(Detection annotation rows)
* Start *
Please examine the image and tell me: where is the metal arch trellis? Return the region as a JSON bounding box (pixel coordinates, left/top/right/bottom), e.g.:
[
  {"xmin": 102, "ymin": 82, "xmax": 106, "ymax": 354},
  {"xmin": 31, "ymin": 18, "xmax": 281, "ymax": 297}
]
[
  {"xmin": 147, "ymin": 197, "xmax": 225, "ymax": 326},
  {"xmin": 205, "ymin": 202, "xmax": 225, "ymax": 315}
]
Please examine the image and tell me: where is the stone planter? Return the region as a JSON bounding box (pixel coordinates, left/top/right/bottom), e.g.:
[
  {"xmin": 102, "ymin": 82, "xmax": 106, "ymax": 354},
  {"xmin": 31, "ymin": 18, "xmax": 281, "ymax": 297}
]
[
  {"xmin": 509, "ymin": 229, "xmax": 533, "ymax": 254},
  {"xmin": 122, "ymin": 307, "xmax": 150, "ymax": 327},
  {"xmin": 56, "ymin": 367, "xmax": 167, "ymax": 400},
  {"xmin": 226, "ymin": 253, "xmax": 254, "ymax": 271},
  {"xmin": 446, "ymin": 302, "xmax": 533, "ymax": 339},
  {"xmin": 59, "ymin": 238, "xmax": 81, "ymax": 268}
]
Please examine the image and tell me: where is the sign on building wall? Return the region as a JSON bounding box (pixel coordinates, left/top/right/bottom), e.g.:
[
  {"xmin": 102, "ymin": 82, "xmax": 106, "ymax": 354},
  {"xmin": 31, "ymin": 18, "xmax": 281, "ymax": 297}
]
* End *
• Problem statement:
Lay out every line of the rows above as a JSON list of strings, one string per line, and leave out any blank lines.

• Written solution:
[
  "Please examine the image and tell me: where is the metal arch trellis? Return the region as a JSON bounding box (pixel coordinates, left/top/right/bottom), e.g.:",
  "[",
  "  {\"xmin\": 102, \"ymin\": 82, \"xmax\": 106, \"ymax\": 354},",
  "  {\"xmin\": 31, \"ymin\": 18, \"xmax\": 281, \"ymax\": 297}",
  "]",
  "[",
  "  {\"xmin\": 147, \"ymin\": 197, \"xmax\": 225, \"ymax\": 326},",
  "  {\"xmin\": 205, \"ymin\": 202, \"xmax\": 225, \"ymax\": 315}",
  "]",
  "Please examine the image and tell me: where is the stone planter? Return the region as a JSON bounding box (pixel coordinates, left/top/right/bottom), e.g.:",
  "[",
  "  {\"xmin\": 102, \"ymin\": 82, \"xmax\": 106, \"ymax\": 354},",
  "  {\"xmin\": 31, \"ymin\": 18, \"xmax\": 281, \"ymax\": 297}",
  "]",
  "[",
  "  {\"xmin\": 509, \"ymin\": 229, \"xmax\": 533, \"ymax\": 254},",
  "  {\"xmin\": 122, \"ymin\": 307, \"xmax\": 150, \"ymax\": 327},",
  "  {\"xmin\": 56, \"ymin\": 367, \"xmax\": 167, \"ymax\": 400},",
  "  {\"xmin\": 226, \"ymin\": 253, \"xmax\": 254, \"ymax\": 271},",
  "  {\"xmin\": 446, \"ymin\": 302, \"xmax\": 533, \"ymax\": 339},",
  "  {\"xmin\": 59, \"ymin\": 238, \"xmax\": 81, \"ymax\": 268}",
  "]",
  "Please examine the image and tell me: where is the sign on building wall? Return the region as a JSON bounding box (pixel coordinates, left/top/right/bottom), e.g.:",
  "[",
  "  {\"xmin\": 102, \"ymin\": 82, \"xmax\": 106, \"ymax\": 354},",
  "  {\"xmin\": 31, \"ymin\": 18, \"xmax\": 281, \"ymax\": 297}",
  "]"
]